** BEGIN TEXT SEGMENT **
- Leader(s): José Serra (2010–2013) Aécio Neves (2013–2017)
- Founded: 2010
- Dissolved: 2018
- Ideology: Catch-all coalition Third Way Anti-Lulism
- Political position: Centre

= Change Brazil =

Brazil Can Do More (O Brasil pode mais), renamed Change Brazil (Muda Brasil) as of 2014, was a centrist electoral coalition in Brazil formed around the centrist Brazilian Social Democracy Party (PSDB) for the 2010 presidential election. It was formed by six parties: PSDB, Democrats (DEM), Brazilian Labour Party (PTB), Popular Socialist Party (PPS), Party of National Mobilization (PMN) and Labour Party of Brazil (PTdoB). Its presidential candidate was former São Paulo Governor José Serra from PSDB and the vice-presidential candidate was Rio de Janeiro federal deputy Indio da Costa from DEM.

On October 3, Serra was the second most-voted candidate at the presidential election. Because the most voted candidate, Dilma Rousseff, was not able to get 50%+1 of the unspoilt votes, she faced Serra in a run-off on October 31, which Rousseff won.

At the legislative election, the Brazil Can Do More coalition gained 136 out of 513 seats in the Chamber of Deputies, as well as 25 out of 81 seats in the Federal Senate. This result was an all-time low for the Lulist opposition. On the other hand, the center-left For Brazil to Keep on Changing coalition, which gathered around Lula's chosen successor Dilma Rousseff, reached an all-time high.

For the 2014 elections, the alliance changed its name to Change Brazil (Muda Brasil) and was led by Aécio Neves. The coalition once again lost the election.

In 2017, Aécio Neves was forced to step down from the coalition leadership after he got involved in a series of corruption scandals including Operation Car Wash.

The coalition was dissolved in 2018, with its parties supporting different candidates in the 2018 general election.
** END TEXT SEGMENT **
** BEGIN RECORDED INFORMATION **
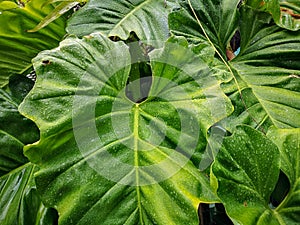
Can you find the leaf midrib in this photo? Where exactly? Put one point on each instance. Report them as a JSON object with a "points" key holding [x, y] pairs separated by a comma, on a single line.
{"points": [[136, 158], [135, 9]]}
** END RECORDED INFORMATION **
• _WRITTEN TASK_
Echo the passage from the text on the Change Brazil coalition between "At the legislative" and "an all-time high.", inclusive.

• _TASK RESULT_
At the legislative election, the Brazil Can Do More coalition gained 136 out of 513 seats in the Chamber of Deputies, as well as 25 out of 81 seats in the Federal Senate. This result was an all-time low for the Lulist opposition. On the other hand, the center-left For Brazil to Keep on Changing coalition, which gathered around Lula's chosen successor Dilma Rousseff, reached an all-time high.